Given passage =
Auburn Deputy Police Chief Jason Moen told the Associated Press, “This latest arrest is proof positive that this is just another way for us to use emerging technology.”

The Web site, ‘Inside Facebook,” (www.insidefacebook.com) chronicles a few ways in which still other police departments are using the social media and why.

In the Indianapolis suburb of Greenville, for example, the police department posts the Indiana Sheriff’s Sex and Violent Offender Registry as one of its Links. They also link to the citizens group of Crime Stoppers of Central Indiana.

Helpful hints in California

The Salinas, Calif., PD issues press releases on Facebook and Twitter and provides helpful information for town residents. For example, in one January post, they told residents what to do during a bad storm if they saw a downed power line and provided emergency phone numbers for the gas and electric company.

Big cities like Chicago and Dallas also have active FB pages, although many of the smaller departments seem to actually take more care personalizing their pages, perhaps reflecting the connectedness of their communities. That seemed to be the same pattern in the Oklahoma City and Alva pages, as mentioned earlier.

Facebook and Twitter have proven to be a particularly good way for police to reach young people who have pretty much turned out the mainstream media newscasts and newspapers. For example, the sheriff’s department in Gainesville, Fla., responded to a survey showing many of the University of Florida students don’t watch or read the news. But nearly all of them were logging onto Facebook regularly.

All in all, it’s not your father’s police force anymore.


The New LOL: Living Out Loud

A couple years ago, an honor student at a conservative private college in Kentucky decided to do what a growing number of students are doing these days: use his Facebook account to come out of the closet and tell others he is gay.

For his openness, he was expelled from this college which had a policy of not accepting gay students.

Radio Commentator Walter Winchell, shown here in 1947, was known for his high-volume pronouncements about everything and anything. Many young people are becoming known for the same thing online, opting for telling all instead of privacy. (AP Photo)

At another university, a sophomore posted pictures of himself getting plastered at a weekend party. That would have been okay had it not been for the fact he was under the legal drinking age in Ohio and the school did not allow students to hold leadership positions on campus if they were drinking illegally.  

He never became editor.

Examples abound

These are just two of many examples of young people who have chosen to live their lives out loud. Throwing caution to the wind, the typical 20-something who has grown up  in the age of chatrooms and  interactive media has embraced social media sites like Facebook to disclose just about everything they think is either shocking, amusing, or titillating about himself or herself.

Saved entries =
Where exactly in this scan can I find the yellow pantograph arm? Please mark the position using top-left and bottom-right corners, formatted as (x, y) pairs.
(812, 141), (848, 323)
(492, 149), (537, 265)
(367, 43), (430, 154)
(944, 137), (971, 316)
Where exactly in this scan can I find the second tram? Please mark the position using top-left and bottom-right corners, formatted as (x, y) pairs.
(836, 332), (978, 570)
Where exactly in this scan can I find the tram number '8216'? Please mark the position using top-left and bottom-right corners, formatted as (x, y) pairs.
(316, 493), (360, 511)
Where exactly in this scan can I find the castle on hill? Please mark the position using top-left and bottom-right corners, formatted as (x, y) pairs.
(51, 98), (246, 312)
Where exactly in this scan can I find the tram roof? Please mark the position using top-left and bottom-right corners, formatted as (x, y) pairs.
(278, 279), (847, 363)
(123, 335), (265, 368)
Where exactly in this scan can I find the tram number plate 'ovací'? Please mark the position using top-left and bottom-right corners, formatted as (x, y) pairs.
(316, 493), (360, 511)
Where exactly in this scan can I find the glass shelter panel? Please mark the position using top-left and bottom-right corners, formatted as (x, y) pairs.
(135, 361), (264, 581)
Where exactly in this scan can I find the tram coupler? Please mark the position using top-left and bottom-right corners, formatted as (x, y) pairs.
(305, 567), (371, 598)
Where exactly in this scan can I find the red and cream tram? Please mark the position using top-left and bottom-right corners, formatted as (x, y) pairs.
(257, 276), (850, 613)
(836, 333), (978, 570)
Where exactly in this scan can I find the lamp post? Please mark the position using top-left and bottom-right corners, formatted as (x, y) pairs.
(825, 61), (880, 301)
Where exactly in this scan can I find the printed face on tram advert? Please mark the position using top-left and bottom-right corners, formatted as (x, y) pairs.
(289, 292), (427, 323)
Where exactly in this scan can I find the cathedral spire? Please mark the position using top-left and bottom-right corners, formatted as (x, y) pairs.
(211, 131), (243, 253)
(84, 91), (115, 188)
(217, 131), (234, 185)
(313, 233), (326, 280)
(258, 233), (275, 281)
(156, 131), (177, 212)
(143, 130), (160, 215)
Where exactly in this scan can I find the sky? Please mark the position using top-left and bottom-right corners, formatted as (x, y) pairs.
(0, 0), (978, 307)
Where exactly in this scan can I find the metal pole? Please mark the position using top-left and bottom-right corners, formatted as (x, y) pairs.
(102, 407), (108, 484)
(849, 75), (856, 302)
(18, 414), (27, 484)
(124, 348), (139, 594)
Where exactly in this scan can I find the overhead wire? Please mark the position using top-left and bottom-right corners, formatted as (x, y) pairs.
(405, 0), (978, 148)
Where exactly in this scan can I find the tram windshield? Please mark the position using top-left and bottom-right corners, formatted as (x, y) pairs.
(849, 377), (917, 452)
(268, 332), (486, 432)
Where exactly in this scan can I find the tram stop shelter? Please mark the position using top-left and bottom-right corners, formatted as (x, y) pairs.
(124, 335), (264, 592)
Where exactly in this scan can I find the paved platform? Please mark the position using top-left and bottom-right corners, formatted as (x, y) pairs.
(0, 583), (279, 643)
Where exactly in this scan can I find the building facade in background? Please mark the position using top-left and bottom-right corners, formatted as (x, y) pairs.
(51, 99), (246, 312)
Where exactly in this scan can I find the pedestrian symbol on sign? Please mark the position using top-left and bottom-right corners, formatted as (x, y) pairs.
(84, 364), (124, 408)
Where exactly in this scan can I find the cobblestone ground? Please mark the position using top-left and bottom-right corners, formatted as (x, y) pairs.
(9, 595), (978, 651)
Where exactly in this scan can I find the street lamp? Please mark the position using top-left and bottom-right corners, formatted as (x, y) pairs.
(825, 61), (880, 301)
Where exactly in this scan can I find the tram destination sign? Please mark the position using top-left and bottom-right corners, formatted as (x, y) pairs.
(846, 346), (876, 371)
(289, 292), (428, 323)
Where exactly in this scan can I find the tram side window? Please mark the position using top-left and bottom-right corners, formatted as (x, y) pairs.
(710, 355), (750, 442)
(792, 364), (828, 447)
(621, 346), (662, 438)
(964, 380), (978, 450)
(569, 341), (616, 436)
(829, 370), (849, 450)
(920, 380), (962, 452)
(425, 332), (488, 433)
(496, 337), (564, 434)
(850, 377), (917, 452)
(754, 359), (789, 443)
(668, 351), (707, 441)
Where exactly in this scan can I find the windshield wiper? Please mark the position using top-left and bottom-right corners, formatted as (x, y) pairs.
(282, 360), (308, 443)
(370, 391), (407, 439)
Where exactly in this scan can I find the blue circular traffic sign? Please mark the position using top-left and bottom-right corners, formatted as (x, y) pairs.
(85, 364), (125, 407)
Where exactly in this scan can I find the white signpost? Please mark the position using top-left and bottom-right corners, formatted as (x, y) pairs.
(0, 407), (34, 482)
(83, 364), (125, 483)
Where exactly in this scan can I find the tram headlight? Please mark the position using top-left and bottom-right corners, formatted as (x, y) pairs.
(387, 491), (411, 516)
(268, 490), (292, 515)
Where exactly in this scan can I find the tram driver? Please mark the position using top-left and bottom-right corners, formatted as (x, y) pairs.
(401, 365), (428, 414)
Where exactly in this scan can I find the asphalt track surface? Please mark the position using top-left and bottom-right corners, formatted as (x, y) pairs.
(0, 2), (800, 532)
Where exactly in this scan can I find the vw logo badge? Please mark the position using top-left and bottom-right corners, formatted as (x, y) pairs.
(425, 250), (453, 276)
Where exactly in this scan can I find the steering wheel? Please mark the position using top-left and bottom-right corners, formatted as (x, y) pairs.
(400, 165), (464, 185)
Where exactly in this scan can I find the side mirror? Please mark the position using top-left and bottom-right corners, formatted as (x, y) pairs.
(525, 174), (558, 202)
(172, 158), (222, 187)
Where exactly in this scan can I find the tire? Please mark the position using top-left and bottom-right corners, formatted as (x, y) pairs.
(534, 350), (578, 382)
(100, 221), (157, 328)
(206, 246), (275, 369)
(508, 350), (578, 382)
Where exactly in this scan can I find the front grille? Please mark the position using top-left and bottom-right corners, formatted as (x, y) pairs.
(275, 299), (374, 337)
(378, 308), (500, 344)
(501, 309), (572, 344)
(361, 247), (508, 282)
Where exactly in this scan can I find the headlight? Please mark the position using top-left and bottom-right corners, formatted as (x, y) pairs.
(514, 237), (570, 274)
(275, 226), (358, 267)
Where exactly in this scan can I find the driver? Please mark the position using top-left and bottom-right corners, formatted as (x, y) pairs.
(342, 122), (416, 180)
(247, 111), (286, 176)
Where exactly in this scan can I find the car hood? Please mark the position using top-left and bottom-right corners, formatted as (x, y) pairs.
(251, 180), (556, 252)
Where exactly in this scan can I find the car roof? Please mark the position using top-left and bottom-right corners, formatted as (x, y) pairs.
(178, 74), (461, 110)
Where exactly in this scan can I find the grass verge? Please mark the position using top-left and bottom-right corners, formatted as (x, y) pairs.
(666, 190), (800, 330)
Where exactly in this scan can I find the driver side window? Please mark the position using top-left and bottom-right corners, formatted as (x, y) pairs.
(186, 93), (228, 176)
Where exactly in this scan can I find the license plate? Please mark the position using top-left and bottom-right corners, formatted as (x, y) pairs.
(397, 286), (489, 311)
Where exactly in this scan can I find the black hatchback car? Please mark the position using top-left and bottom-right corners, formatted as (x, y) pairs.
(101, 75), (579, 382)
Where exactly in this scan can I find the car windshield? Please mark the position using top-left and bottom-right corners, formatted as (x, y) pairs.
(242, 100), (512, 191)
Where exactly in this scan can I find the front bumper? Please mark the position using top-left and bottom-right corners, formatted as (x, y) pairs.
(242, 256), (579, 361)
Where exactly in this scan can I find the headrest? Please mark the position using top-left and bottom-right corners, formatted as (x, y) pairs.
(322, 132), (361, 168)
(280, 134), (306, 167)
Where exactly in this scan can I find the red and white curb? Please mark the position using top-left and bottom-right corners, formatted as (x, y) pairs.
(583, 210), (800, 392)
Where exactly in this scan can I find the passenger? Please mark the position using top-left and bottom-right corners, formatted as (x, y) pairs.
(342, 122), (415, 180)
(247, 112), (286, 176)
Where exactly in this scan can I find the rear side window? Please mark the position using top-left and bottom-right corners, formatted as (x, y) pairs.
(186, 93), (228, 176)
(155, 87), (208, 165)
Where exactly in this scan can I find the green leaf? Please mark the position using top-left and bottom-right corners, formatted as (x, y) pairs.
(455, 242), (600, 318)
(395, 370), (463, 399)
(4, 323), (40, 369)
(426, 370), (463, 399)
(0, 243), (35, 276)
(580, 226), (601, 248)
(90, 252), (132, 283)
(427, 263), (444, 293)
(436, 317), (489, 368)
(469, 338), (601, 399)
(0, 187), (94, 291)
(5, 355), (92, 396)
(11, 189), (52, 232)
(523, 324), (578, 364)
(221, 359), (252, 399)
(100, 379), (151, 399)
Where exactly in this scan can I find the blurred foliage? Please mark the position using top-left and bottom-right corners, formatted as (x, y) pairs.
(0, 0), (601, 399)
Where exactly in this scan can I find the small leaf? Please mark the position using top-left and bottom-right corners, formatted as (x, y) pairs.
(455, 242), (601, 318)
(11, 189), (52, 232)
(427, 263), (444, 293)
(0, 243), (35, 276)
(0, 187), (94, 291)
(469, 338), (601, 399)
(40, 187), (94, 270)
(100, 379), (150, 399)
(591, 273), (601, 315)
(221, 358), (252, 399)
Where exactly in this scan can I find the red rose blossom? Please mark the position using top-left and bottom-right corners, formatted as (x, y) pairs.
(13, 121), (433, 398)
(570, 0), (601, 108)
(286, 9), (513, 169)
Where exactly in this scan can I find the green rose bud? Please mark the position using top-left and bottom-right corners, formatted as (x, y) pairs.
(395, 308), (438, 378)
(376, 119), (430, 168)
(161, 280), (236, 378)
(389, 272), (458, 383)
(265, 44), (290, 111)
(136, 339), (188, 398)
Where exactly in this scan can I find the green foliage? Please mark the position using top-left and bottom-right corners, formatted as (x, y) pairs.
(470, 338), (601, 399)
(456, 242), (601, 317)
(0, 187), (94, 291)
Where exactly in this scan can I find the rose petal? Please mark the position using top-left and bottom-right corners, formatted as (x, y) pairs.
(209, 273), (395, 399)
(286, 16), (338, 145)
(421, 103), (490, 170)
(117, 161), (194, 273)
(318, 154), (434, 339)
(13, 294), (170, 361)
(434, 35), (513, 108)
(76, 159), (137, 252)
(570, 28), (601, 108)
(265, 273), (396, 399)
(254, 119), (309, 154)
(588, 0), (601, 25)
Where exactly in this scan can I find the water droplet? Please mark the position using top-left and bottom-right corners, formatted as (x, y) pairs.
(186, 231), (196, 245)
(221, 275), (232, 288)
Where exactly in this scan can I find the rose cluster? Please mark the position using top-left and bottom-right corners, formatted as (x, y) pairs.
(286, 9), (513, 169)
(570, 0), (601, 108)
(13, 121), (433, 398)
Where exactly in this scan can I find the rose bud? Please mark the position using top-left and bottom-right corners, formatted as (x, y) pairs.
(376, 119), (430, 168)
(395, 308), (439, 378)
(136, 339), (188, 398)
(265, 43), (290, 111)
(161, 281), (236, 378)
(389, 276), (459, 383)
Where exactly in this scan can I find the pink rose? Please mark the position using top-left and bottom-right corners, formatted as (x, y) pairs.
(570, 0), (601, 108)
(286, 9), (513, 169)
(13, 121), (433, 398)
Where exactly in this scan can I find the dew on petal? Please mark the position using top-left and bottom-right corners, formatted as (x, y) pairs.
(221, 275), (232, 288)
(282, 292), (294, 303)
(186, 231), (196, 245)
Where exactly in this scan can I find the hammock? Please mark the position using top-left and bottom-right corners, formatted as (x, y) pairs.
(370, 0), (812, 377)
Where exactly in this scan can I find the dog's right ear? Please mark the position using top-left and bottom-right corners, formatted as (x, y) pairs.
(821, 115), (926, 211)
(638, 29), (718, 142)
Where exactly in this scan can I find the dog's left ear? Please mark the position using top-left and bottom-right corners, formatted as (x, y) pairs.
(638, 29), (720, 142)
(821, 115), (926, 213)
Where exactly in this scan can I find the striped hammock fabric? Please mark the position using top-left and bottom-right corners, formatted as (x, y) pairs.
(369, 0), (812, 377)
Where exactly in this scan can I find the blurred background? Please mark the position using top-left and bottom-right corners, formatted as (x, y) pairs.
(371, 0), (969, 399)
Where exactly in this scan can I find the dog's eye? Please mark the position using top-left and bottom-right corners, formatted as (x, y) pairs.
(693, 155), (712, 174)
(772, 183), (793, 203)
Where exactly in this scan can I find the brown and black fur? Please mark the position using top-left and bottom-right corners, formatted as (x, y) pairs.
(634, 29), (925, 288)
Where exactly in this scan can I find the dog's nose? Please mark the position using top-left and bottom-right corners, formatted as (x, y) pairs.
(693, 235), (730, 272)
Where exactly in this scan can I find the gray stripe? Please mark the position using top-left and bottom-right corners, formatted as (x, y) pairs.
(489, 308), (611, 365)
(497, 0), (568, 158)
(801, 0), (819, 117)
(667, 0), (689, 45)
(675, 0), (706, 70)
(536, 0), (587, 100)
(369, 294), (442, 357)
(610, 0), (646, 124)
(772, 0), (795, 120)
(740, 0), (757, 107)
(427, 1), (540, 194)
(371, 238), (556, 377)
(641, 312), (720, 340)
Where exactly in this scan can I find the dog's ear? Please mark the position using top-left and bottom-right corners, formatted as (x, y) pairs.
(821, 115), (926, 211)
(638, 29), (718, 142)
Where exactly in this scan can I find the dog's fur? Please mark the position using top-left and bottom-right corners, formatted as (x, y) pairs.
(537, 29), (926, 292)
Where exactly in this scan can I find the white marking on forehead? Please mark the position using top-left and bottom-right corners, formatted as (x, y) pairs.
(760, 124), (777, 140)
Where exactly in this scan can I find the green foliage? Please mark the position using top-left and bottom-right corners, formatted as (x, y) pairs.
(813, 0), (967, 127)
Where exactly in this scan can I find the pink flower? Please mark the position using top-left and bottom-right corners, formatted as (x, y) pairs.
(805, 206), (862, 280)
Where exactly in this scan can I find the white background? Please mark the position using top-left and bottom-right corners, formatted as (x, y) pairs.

Tasks for this exercise =
(1) Using the social media article, mark each statement (a), (b) and (c) yes or no, and quote the deciding words from the article.
(a) The Salinas police department issues press releases on Facebook and Twitter.
(b) The sophomore who posted party pictures went on to become editor.
(c) The survey found that few University of Florida students logged onto Facebook.
(2) Write the next part of the social media article, starting after its final sentence.

Answers for this exercise =
(1)
(a) Yes: "The Salinas, Calif., PD issues press releases on Facebook and Twitter"
(b) No: "He never became editor."
(c) No: "But nearly all of them were logging onto Facebook regularly."

(2)
And this phenomenon starts early, as the tragic cases of teen suicide over the practice of “sexting” have shown the past couple of years.

I began discovering this lack of concern about privacy a few years ago and have been asking my own college students about it ever since.  Originally I asked it in the context of a class I teach on communication ethics. We deal with a section on individual privacy vs. government surveillance, which is a topic that I find somewhat scary because I’ve always wondered how widespread the misuse of government surveillance might be on Americans.

Too many blank stares

Citing some examples of such abuse, I ask my students if they aren’t a bit concerned, too. In return, I usually get silence and some blank stares. So I’m thinking that these are the same students who are willingly giving up their own privacy by self-disclosing about themselves to virtual strangers online, so why should they feel concerned about someone else invading their privacy? And apparently that is true. They aren’t.

So then I ask them if they aren’t concerned about disclosing too much information about themselves in Facebook. Again, a lot of blank stares and silence. I infer from this reaction that either they haven’t ever thought about this as a problem, or they think I’m out of a prehistoric generation that keeps too many secrets about themselves.

A University of Missouri student looks through Facebook while in class. A new research study at Cal-Berklely shows 20-somethings are starting to get more concerned about their loss of privacy on social networking sites like this. (AP Photo/L.G. Patterson)

A third possibility is that they trust the privacy filters on Facebook as much as they seem to trust faceless government officials who controls the means to surveillance.

Who’s to blame

When I tell them about what happened to the Kentucky student or the kid at the Ohio university, they seem shocked. They usually get on the case of the administrations at these two schools, debating their policies they think got the students into trouble. I remind them, however, it was the students, who knew these policies, who got themselves into trouble by living their lives out loud.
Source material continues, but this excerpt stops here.